Document extract:
==============================
Technical Series 96-215
With new homes becoming increasingly airtight, building codes have been revised to require the supply and distribution of fresh air and the removal of stale air to prevent indoor air quality problems. This has lead to a steady increase over the past 10 years in the use of packaged heat recovery ventilators (HRVs). HRVs are relatively complicated devices that require frequent maintenance and adjustment. Concerns existed that most homeowners do not understand the problems that can occur if their HRV is not maintained and adjusted, such as over-or under-ventilation, backdrafting of combustion appliances or building envelope deterioration due to excess air exfiltration or poorly controlled humidity. Given the increased reliance on HRVs for ventilation, this research project was undertaken to determine the extent of homeowner knowledge and the extent of problems related to lack of maintenance and adjustment. At the same time, the opportunity was used to explore and assess the relationships between mechanical ventilation system design and installation practices as they relate to the effectiveness of ventilation of the dwelling.
The research project involved four phases:
A total of 60 homes were inspected: 15 on the west coast, 15 on the east coast and 30 in central Canada. All installations were at least one year old and ranged up to fourteen years of age. Using an HRV System Inspection Form, the investigator documented the way in which the HRV was originally installed, inspected the system and measured the air flow capabilities of the system at the time of inspection. Major deficiencies and occupant-related adjustments and revisions were also noted.
The Occupant Survey was completed at the same time as the inspection of the 60 HRV systems. The occupant survey was devised to determine the occupants' understanding of the operation of their HRV, their understanding of how their HRV interacted with other systems in their home and to ascertain the way in which the occupant used and maintained their HRV. In addition, the survey was used to relate occupants interpretations to the actual condition observed during the inspections. A supplemental Telephone Survey was conducted with an additional 15 owners of tract-built housing in Ottawa to correlate the results of the HRV inspections.
HRV installation types commonly used in Canada fall into four categories (Figures 1 to 4, respectively): Fully-Ducted, Extended, Simplified Standard, and Simplified Cross-Furnace. Twenty homes in Eastern Ontario, with HRV installations representative of these systems were tested using a tracer gas decay method. Tracer gas (sulphur hexafluoride) was distributed evenly throughout each house prior to testing. By measuring the decay in the concentration of the gas over time in a representative selection of rooms, the air change rate was derived. Measurements were taken:
Figure 1. Fully Ducted HRV Installations are completely independent of any other air circulating devices. Air is exhausted from areas of high contamination and humidity and supplied directly to other rooms throughout the house.
Figure 2. Extended HRV Installations exhaust air from the kitchen and bathrooms and supply air into the furnace return. The furnace fan circulates the ventilation air throughout the house.
Figure 3. Simplified Standard HRV Installations exhaust air from the furnace return air plenum and supply air to the furnace return air plenum (downstream of where air is exhausted). Ventilation air is circulated by the furnace fan.
Figure 4. Simplified Cross-Furnace HRV Installations are a modification of the Simplified Standard installation in which air is exhausted from and supplied to the furnace ductwork and circulated via the furnace fan.
==============================
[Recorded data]
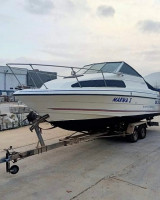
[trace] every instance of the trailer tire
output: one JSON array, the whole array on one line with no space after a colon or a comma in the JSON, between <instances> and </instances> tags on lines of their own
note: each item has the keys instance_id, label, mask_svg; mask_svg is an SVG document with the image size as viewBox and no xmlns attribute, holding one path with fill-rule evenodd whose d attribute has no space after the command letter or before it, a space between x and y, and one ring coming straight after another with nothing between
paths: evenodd
<instances>
[{"instance_id":1,"label":"trailer tire","mask_svg":"<svg viewBox=\"0 0 160 200\"><path fill-rule=\"evenodd\" d=\"M142 126L139 126L138 128L138 136L139 136L139 139L144 139L146 137L146 126L142 125Z\"/></svg>"},{"instance_id":2,"label":"trailer tire","mask_svg":"<svg viewBox=\"0 0 160 200\"><path fill-rule=\"evenodd\" d=\"M19 171L19 167L17 165L13 165L10 169L9 169L11 174L17 174Z\"/></svg>"},{"instance_id":3,"label":"trailer tire","mask_svg":"<svg viewBox=\"0 0 160 200\"><path fill-rule=\"evenodd\" d=\"M134 142L138 141L138 137L139 137L138 131L135 129L134 132L133 132L133 134L127 136L127 140L129 142L134 143Z\"/></svg>"}]
</instances>

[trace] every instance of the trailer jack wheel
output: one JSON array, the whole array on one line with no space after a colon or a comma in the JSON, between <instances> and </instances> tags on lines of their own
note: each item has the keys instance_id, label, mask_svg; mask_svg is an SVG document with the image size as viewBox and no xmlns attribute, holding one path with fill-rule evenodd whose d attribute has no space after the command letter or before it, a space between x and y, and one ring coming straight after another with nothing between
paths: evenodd
<instances>
[{"instance_id":1,"label":"trailer jack wheel","mask_svg":"<svg viewBox=\"0 0 160 200\"><path fill-rule=\"evenodd\" d=\"M139 139L144 139L146 137L146 127L145 126L140 126L138 128L138 135L139 135Z\"/></svg>"},{"instance_id":2,"label":"trailer jack wheel","mask_svg":"<svg viewBox=\"0 0 160 200\"><path fill-rule=\"evenodd\" d=\"M19 167L17 165L12 165L12 167L9 169L9 172L11 174L17 174L19 171Z\"/></svg>"},{"instance_id":3,"label":"trailer jack wheel","mask_svg":"<svg viewBox=\"0 0 160 200\"><path fill-rule=\"evenodd\" d=\"M132 142L132 143L137 142L138 141L138 131L134 130L133 134L127 136L127 139L129 142Z\"/></svg>"}]
</instances>

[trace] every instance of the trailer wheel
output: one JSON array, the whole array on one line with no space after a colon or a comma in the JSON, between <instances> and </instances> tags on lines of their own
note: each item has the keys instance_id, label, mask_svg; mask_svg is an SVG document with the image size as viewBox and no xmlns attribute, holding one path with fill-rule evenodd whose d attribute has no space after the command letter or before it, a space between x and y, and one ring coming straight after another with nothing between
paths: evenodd
<instances>
[{"instance_id":1,"label":"trailer wheel","mask_svg":"<svg viewBox=\"0 0 160 200\"><path fill-rule=\"evenodd\" d=\"M19 171L19 167L17 165L12 165L12 167L10 168L9 172L11 174L17 174Z\"/></svg>"},{"instance_id":2,"label":"trailer wheel","mask_svg":"<svg viewBox=\"0 0 160 200\"><path fill-rule=\"evenodd\" d=\"M135 129L133 134L127 136L127 140L129 142L137 142L138 141L138 131Z\"/></svg>"},{"instance_id":3,"label":"trailer wheel","mask_svg":"<svg viewBox=\"0 0 160 200\"><path fill-rule=\"evenodd\" d=\"M146 126L139 126L138 128L138 136L139 139L144 139L146 137Z\"/></svg>"}]
</instances>

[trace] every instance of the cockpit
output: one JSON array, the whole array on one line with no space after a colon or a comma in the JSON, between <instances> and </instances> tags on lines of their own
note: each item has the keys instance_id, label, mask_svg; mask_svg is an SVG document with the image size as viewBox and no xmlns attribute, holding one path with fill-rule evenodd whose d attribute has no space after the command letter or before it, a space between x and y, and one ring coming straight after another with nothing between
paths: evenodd
<instances>
[{"instance_id":1,"label":"cockpit","mask_svg":"<svg viewBox=\"0 0 160 200\"><path fill-rule=\"evenodd\" d=\"M141 77L130 65L125 62L103 62L85 65L76 74L92 74L92 73L122 73L132 76Z\"/></svg>"}]
</instances>

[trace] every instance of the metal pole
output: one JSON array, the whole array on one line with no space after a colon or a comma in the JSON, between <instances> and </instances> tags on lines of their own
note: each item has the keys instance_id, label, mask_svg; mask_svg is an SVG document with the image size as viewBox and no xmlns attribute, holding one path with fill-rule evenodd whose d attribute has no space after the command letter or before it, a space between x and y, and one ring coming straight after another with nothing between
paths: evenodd
<instances>
[{"instance_id":1,"label":"metal pole","mask_svg":"<svg viewBox=\"0 0 160 200\"><path fill-rule=\"evenodd\" d=\"M40 78L40 76L38 75L38 73L37 73L36 70L32 67L31 64L30 64L30 67L33 69L33 71L35 72L35 74L37 75L37 77L39 78L39 80L41 81L41 83L45 86L45 88L48 89L47 86L43 83L42 79Z\"/></svg>"},{"instance_id":2,"label":"metal pole","mask_svg":"<svg viewBox=\"0 0 160 200\"><path fill-rule=\"evenodd\" d=\"M105 80L105 78L104 78L104 74L103 74L103 71L102 71L102 70L101 70L101 73L102 73L102 76L103 76L104 84L105 84L105 86L107 87L106 80Z\"/></svg>"},{"instance_id":3,"label":"metal pole","mask_svg":"<svg viewBox=\"0 0 160 200\"><path fill-rule=\"evenodd\" d=\"M75 71L73 70L73 67L71 67L71 69L72 69L73 76L77 79L77 82L78 82L78 84L79 84L79 87L81 87L81 84L80 84L80 82L79 82L79 80L78 80L78 78L77 78L77 75L76 75Z\"/></svg>"}]
</instances>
==============================
Instructions:
• 1. Reproduce the ventilation report from the words "Figure 4. Simplified" through "via the furnace fan.", substituting "ducts" for "ductwork".
• 2. Pick up the ventilation report after its final sentence and continue writing it.
The recorded data is not required for this work.

Replies:
• 1.
Figure 4. Simplified Cross-Furnace HRV Installations are a modification of the Simplified Standard installation in which air is exhausted from and supplied to the furnace ducts and circulated via the furnace fan.

• 2.
Four experimental systems exemplifying low cost and energy efficiency were also tested. The experimental systems were based on conceptual systems proposed in a report published by Natural Resources Canada - Energy Impact of Ventilation Air Distribution. For this test, a house was selected where the HRV warm-side ductwork was configured in such a way that with minimal effort, the ventilation system could be rearranged from one alternative ventilation strategy to another. The testing methodology was the same as that used for the 20 conventional HRVs. The following alternative distribution systems were assessed:
All of the inspected HRVs have cross-flow heat recovery cores. The Simplified Systems (Standard and Cross-Furnace) are only prevalent in the Central Region. Fully-ducted systems are far more prevalent on the coasts as more homes in these areas are built without forced-air heating systems. In Ontario, until the early 1990s, the majority of HRV installations were the ex tended type. As HRV installations have become standard practice for many tract home builders, simplified systems have become more prevalent.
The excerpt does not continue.